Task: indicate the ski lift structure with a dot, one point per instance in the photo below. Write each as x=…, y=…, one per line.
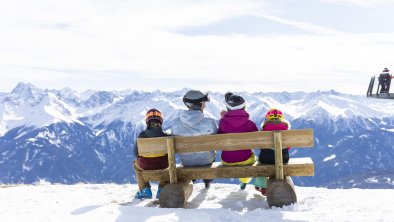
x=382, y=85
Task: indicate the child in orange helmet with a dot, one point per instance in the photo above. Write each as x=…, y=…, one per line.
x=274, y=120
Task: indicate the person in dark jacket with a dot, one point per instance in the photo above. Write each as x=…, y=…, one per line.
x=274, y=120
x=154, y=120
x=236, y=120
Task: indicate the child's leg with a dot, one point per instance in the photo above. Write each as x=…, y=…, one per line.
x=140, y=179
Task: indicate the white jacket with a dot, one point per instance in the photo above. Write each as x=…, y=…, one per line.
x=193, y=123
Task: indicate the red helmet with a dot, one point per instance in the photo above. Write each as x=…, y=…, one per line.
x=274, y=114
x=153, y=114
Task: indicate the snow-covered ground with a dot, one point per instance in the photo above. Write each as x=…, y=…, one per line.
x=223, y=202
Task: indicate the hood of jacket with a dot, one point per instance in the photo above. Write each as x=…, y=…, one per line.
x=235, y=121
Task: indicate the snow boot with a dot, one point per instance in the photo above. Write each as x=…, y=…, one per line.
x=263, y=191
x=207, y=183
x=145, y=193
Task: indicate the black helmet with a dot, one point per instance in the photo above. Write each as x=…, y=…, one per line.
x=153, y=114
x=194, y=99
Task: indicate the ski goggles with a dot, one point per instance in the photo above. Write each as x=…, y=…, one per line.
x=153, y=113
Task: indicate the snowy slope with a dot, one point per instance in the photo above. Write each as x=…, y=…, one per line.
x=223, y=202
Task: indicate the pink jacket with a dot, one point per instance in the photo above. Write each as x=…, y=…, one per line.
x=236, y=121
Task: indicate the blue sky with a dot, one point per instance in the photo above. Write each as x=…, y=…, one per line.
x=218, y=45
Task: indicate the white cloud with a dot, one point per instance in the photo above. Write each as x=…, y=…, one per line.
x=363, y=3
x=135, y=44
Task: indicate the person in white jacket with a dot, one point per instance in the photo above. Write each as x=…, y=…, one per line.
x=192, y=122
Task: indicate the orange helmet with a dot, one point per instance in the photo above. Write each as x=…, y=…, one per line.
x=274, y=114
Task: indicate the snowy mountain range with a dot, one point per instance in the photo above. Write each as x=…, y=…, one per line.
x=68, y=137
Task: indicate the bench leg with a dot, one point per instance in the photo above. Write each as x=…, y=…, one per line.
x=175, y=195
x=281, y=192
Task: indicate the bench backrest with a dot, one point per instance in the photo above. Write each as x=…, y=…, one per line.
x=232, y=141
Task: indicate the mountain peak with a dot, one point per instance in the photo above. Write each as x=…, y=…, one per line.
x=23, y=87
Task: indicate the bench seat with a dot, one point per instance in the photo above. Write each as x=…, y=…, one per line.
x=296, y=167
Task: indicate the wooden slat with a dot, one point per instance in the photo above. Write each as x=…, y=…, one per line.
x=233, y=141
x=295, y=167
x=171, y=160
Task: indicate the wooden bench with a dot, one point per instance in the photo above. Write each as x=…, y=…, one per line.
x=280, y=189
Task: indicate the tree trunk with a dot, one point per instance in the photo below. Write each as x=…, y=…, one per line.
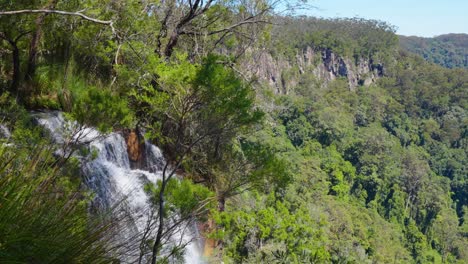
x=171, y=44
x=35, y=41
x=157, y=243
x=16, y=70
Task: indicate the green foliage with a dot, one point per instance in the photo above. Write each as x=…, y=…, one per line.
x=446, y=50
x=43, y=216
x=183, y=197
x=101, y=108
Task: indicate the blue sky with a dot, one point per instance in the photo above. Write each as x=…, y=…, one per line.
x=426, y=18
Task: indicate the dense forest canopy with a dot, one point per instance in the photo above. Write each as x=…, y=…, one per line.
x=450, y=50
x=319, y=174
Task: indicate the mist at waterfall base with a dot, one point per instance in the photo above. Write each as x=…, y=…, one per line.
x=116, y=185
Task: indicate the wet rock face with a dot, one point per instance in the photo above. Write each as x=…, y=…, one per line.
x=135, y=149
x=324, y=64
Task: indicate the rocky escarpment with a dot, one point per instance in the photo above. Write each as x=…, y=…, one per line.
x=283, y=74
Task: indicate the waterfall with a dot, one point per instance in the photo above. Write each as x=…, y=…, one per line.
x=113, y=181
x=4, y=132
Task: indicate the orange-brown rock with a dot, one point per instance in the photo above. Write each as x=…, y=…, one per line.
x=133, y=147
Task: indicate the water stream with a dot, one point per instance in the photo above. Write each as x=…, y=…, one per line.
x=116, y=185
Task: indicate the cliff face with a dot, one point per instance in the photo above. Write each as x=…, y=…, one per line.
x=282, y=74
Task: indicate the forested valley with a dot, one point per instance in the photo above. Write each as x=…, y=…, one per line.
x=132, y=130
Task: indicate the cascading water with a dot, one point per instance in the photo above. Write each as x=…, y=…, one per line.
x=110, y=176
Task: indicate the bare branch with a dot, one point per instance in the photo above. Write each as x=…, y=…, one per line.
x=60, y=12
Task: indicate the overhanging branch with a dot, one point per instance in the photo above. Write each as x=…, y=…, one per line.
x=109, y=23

**Exercise objective:** Please output the entire listing above verbatim and omit its images.

**Expected output:**
Task: indicate the ski lift structure with a dot, one point per instance in the photo below. Write each as x=…, y=…, one per line.
x=382, y=85
Task: indicate the child in orange helmet with a dot, one point per instance in the photo above. Write each as x=…, y=…, one per line.
x=274, y=120
Task: indicate the person in dark jacket with a dot, one point per instance in the photo above. Write each as x=…, y=…, one per line.
x=274, y=120
x=154, y=120
x=236, y=120
Task: indicate the child's leg with a dot, one point per instance in the photo above. Write each as x=…, y=…, one per line.
x=140, y=179
Task: indicate the white jacket with a dot, one point per instance in the photo above. Write each as x=…, y=…, one per line.
x=193, y=123
Task: indicate the red helmet with a dot, one point per instance in the photo above. Write each as x=…, y=…, one per line.
x=274, y=114
x=153, y=114
Task: indicate the snow-covered ground with a dot, one point per instance in the photo above. Write each as x=…, y=…, one per line.
x=223, y=202
Task: indicate the hood of jacket with a dot, one point per instance in the photo above. Write each as x=…, y=…, one per line.
x=235, y=121
Task: indicate the snow boot with a dot, one point per instance in the photo above. Write each as x=…, y=…, one per line.
x=263, y=191
x=207, y=183
x=145, y=193
Task: indicate the black helmet with a dot, one point per instance in the photo above. Write each as x=…, y=…, one per line.
x=153, y=114
x=194, y=99
Task: indicate the ski goggles with a dot, one point per instance in the photo above. Write each as x=…, y=…, one per line.
x=153, y=113
Task: indicate the snowy slope with a dot, one point per instance in the photo above. Write each as x=…, y=…, one per line.
x=223, y=202
Task: indicate the pink jacket with a dot, one point per instance in the photo above. Write each as x=…, y=…, one per line.
x=236, y=121
Task: indicate the blue sky with a dot, one point per instance in the photo above. Write each as x=…, y=…, one per line.
x=218, y=45
Task: indicate the white cloud with a dot, one point per instance in the photo above. Write each as x=…, y=…, one per line.
x=363, y=3
x=135, y=44
Task: indicate the person in white jacket with a dot, one point per instance in the photo above. Write each as x=…, y=…, one per line.
x=192, y=122
Task: indicate the orange helmet with a dot, one point per instance in the photo above. Write each as x=…, y=…, one per line.
x=274, y=114
Task: indicate the snowy mountain range with a dot, one point per instance in the photo above. Write each as x=…, y=…, one per line.
x=68, y=137
Task: indicate the bench leg with a dot, one point per instance in the photo above. Write each as x=…, y=…, one per line.
x=175, y=195
x=281, y=192
Task: indicate the bench backrest with a dot, one point per instance in the photo above. Write each as x=…, y=…, one per line.
x=232, y=141
Task: indicate the mountain peak with a dot, one point per instance in the photo above. Write each as x=…, y=…, one per line.
x=23, y=87
Task: indicate the bench seat with a dot, one point per instance in the photo above. Write each as x=…, y=…, one per line.
x=296, y=167
Task: indicate the wooden slat with a dot, one point per instance in the photo above. Write each as x=…, y=…, one per line.
x=233, y=141
x=295, y=167
x=171, y=160
Task: indicate the wooden bench with a dot, one point per instance in the photo above. Write each as x=…, y=…, one per line.
x=280, y=189
Task: indicate the tree trunk with a dot, one point per instance in the photo below. Write each as x=…, y=…, one per line.
x=171, y=44
x=35, y=41
x=157, y=243
x=16, y=70
Task: indicate the green foliage with a dot, one point per instance in the photo above. Write each as x=…, y=…, one per line.
x=446, y=50
x=43, y=216
x=183, y=197
x=101, y=108
Task: indicate the blue sky with a dot, one point per instance in the photo above. Write each as x=…, y=…, one per line.
x=426, y=18
Task: indicate the dense forest canopy with a dot, one point per instance in the photo above. Write each as x=…, y=…, one per line.
x=450, y=50
x=319, y=174
Task: indicate the mist at waterfall base with a dot, one point per instance in the photo above. Write each as x=…, y=…, one per line.
x=116, y=185
Task: indicate the wet rock face with a dot, one point per instance in the photo above. Write each as x=…, y=…, one per line.
x=135, y=149
x=324, y=64
Task: indicate the rocky escarpment with a dot, one point per instance in the photo above. Write each as x=…, y=…, one per line.
x=283, y=74
Task: indicate the waterfall with a dot, one point per instance in the photo above. Write each as x=…, y=…, one per line.
x=113, y=181
x=4, y=132
Task: indicate the orange-brown rock with a dot, one point per instance in the photo above. Write each as x=…, y=…, one per line.
x=133, y=147
Task: indicate the water stream with a dot, one point per instance in the photo above. Write each as x=…, y=…, one per line.
x=116, y=185
Task: indicate the cliff face with a dot, one point per instance in the photo above. Write each as x=…, y=…, one per line.
x=282, y=74
Task: indicate the forested valley with a dot, one point per instance in the photo above. Write each as x=…, y=…, one per line.
x=132, y=130
Task: indicate the cascading water with a dot, one point per instance in the photo above. Write each as x=…, y=…, one per line.
x=110, y=176
Task: indicate the bare branch with a dot, one point per instance in the photo above. Write each as x=…, y=…, one per line.
x=60, y=12
Task: indicate the overhanging branch with a dot, one point per instance in the photo above. Write each as x=…, y=…, one per line.
x=109, y=23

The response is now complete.